Nathan James Lindsay (May 24, 1936 – May 25, 2015) was a major general in the United States Air Force and a former astronaut. He worked on the Titan III and the Air Force Satellite Control Network.

Early years
Lindsay was born in Monroe, Wisconsin, and earned both a bachelor of science degree and a master of science degree in mechanical engineering from the University of Wisconsin–Madison. He then earned a master of science degree in systems management from the University of Southern California.

Military career
While studying at the University of Wisconsin–Madison, Lindsay earned his commission through the Air Force Reserve Officer Training Corps. He joined the Air Force in 1959, and in 1980 he was named director of operations support and interrogations in the Space Systems Division and in 1982 he was named assistant deputy commander for space operations. Lindsay worked on the Titan III and the Air Force Satellite Control Network. In 1987 he became Director of Special Projects in the Office of the Secretary of the Air Force, and was promoted to Major General in 1988. Lindsay retired from the Air Force effective January 1, 1993.

▶ **INSTRUCTION 1**
Answer these questions about the Nathan James Lindsay biography:
(a) In what town was Lindsay born?
(b) What subject was his master's degree from the University of Southern California in?
(c) In what year was he promoted to Major General?
▶ **INSTRUCTION 2**
Extend the biography of Nathan James Lindsay, picking up right after its final sentence.

▶ **Extracted data entries**
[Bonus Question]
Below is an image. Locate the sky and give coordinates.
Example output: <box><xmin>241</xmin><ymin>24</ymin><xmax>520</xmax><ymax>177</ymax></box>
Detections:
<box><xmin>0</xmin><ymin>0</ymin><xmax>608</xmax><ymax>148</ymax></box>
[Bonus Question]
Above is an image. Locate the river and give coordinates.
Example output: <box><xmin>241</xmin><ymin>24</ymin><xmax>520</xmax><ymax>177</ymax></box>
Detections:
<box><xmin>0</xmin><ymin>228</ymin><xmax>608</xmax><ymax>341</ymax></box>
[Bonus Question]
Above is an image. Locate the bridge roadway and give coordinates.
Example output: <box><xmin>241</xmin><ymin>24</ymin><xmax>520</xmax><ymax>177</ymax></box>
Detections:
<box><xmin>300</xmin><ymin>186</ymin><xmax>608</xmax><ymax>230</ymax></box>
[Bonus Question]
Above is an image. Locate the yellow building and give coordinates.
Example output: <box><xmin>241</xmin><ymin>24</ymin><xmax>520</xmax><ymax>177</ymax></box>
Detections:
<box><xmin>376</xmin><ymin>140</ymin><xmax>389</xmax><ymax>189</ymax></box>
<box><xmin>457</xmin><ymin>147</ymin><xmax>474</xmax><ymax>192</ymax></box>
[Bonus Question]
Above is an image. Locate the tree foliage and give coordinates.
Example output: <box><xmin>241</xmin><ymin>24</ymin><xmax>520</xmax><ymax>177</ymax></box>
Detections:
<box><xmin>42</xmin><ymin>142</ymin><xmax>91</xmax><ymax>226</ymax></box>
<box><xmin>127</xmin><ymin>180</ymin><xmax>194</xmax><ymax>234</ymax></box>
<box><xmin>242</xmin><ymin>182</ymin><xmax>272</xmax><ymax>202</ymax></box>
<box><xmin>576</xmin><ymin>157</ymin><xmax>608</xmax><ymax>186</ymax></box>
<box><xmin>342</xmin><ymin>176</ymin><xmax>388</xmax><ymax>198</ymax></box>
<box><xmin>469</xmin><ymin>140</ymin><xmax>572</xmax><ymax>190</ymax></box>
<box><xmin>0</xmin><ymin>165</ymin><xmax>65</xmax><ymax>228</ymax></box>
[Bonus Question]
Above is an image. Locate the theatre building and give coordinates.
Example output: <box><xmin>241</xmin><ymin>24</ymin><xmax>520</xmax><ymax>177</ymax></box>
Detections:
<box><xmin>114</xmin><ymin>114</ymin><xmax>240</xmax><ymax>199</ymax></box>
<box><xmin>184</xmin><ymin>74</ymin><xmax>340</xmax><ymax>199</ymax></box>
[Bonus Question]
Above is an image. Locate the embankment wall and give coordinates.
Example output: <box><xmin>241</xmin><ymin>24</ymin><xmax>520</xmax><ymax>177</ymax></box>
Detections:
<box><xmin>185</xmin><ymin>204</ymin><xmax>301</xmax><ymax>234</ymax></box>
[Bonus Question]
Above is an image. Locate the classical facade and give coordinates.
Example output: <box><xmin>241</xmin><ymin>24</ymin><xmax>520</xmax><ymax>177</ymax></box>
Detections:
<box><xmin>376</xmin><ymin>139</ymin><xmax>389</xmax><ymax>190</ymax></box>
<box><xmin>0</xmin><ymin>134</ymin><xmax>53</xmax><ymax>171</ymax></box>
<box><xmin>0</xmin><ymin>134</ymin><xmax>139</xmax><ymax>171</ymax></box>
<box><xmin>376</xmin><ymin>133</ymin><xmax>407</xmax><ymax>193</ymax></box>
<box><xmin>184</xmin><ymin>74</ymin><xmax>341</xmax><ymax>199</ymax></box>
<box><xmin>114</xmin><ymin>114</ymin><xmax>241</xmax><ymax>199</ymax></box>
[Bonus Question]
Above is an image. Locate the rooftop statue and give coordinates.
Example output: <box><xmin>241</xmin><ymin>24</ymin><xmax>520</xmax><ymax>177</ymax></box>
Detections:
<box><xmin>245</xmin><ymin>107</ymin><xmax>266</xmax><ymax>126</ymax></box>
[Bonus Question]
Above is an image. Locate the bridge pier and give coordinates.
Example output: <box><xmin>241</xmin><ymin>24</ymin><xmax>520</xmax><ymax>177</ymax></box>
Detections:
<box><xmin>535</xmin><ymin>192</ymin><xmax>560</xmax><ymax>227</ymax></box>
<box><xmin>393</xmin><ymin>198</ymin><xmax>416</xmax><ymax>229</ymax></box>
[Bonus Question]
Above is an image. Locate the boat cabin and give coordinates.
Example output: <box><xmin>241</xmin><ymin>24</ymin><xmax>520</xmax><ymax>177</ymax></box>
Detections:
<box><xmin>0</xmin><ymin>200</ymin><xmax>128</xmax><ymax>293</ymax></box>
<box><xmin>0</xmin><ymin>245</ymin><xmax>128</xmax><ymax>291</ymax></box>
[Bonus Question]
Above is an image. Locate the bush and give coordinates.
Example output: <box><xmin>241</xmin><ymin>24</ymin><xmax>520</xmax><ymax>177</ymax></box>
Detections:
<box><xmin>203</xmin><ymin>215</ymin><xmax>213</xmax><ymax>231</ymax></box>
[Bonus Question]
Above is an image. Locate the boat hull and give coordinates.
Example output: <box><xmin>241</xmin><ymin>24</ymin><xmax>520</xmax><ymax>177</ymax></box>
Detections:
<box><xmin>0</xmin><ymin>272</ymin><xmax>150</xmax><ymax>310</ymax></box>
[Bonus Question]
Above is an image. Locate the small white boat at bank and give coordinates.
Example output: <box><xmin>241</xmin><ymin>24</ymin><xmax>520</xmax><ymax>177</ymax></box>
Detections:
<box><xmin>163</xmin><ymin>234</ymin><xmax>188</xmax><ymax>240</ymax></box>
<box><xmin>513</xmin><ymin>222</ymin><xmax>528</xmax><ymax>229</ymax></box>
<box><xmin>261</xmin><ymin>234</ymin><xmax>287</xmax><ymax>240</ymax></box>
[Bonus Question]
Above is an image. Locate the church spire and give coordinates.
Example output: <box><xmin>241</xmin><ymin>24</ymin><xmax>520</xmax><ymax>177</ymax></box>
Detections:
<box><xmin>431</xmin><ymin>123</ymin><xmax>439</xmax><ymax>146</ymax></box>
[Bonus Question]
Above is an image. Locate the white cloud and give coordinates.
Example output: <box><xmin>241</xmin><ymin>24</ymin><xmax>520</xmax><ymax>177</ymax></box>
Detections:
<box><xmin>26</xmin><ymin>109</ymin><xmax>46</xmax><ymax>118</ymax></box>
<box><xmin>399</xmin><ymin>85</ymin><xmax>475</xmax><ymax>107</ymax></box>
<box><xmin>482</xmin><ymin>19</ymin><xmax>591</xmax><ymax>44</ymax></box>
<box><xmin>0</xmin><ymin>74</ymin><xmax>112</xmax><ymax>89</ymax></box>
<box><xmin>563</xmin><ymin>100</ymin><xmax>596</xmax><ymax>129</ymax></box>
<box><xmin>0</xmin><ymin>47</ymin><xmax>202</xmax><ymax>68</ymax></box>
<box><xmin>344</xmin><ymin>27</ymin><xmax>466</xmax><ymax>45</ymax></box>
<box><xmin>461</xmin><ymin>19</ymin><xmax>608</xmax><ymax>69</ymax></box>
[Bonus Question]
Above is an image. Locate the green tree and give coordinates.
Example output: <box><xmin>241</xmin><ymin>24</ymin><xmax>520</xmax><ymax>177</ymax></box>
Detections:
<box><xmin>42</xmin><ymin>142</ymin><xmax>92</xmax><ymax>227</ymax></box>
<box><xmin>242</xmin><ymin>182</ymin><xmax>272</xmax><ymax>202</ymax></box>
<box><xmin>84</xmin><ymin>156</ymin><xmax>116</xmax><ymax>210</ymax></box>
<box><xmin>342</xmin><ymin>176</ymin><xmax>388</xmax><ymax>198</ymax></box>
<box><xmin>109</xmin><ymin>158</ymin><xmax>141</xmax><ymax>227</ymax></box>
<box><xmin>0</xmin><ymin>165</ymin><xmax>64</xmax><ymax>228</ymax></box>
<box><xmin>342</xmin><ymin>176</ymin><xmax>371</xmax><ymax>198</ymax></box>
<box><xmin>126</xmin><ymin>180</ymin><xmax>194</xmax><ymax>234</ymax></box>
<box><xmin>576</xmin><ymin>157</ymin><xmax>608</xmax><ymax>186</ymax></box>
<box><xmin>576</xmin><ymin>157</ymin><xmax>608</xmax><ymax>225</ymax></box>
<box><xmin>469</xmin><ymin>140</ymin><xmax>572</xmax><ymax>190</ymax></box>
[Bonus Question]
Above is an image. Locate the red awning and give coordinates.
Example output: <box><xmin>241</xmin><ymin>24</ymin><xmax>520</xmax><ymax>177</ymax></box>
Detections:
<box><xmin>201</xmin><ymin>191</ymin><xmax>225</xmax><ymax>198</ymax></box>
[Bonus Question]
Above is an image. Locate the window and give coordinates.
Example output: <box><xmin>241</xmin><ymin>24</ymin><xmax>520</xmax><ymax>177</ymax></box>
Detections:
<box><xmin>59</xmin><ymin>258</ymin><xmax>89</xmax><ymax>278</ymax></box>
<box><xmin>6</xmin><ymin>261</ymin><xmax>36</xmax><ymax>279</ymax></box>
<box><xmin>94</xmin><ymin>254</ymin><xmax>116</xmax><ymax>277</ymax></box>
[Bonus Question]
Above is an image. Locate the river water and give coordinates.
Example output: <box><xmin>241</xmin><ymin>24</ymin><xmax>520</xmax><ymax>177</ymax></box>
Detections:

▶ **ANSWER 1**
(a) Monroe, Wisconsin
(b) Systems management
(c) 1988

▶ **ANSWER 2**
Lindsay died on May 25, 2015, one day after his 79th birthday.

Awards
Awards he has received include the Defense Superior Service Medal, the Legion of Merit with oak leaf cluster, the Meritorious Service Medal with oak leaf cluster, the Joint Service Commendation Medal, the Air Force Commendation Medal with oak leaf cluster, the Master Astronaut Badge, and the Master Missile Badge.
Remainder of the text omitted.